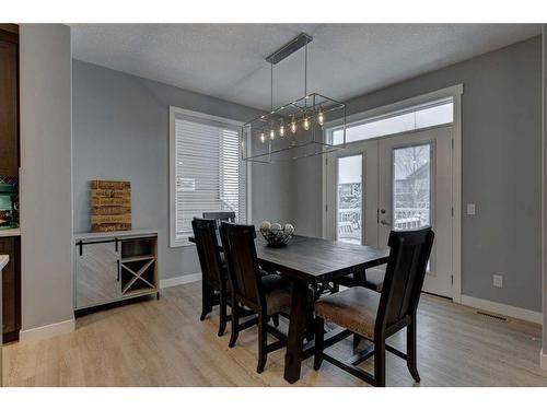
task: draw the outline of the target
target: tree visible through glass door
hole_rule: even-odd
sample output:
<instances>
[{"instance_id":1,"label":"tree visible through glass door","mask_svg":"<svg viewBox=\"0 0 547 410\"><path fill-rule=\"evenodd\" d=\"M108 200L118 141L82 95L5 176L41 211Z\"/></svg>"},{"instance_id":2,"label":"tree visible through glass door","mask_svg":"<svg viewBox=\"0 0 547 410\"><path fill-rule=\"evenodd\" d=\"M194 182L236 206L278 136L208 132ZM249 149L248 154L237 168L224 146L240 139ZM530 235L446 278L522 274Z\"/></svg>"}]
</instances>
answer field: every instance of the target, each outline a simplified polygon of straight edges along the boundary
<instances>
[{"instance_id":1,"label":"tree visible through glass door","mask_svg":"<svg viewBox=\"0 0 547 410\"><path fill-rule=\"evenodd\" d=\"M362 241L363 155L342 156L337 164L336 239Z\"/></svg>"}]
</instances>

— Aufgabenziel —
Übernimm alle Zeilen aus sämtlichen Datensätzen oben Zeichen für Zeichen, lass dabei aber die Bilder weg.

— Lösung der Übung —
task: draw the outline of the target
target: tree visible through glass door
hole_rule: even-odd
sample output:
<instances>
[{"instance_id":1,"label":"tree visible through glass door","mask_svg":"<svg viewBox=\"0 0 547 410\"><path fill-rule=\"evenodd\" d=\"M108 200L118 141L82 95L5 176L41 211Z\"/></svg>"},{"instance_id":2,"label":"tree visible through glass door","mask_svg":"<svg viewBox=\"0 0 547 410\"><path fill-rule=\"evenodd\" d=\"M194 182L236 206L278 136L208 132ZM249 149L248 154L237 168L224 146L240 139ZM530 235L446 278L522 274Z\"/></svg>"}]
</instances>
answer field: every instance of the target, each outline a simplified polygon of straight edges along the boundary
<instances>
[{"instance_id":1,"label":"tree visible through glass door","mask_svg":"<svg viewBox=\"0 0 547 410\"><path fill-rule=\"evenodd\" d=\"M362 241L363 155L342 156L337 164L336 239Z\"/></svg>"}]
</instances>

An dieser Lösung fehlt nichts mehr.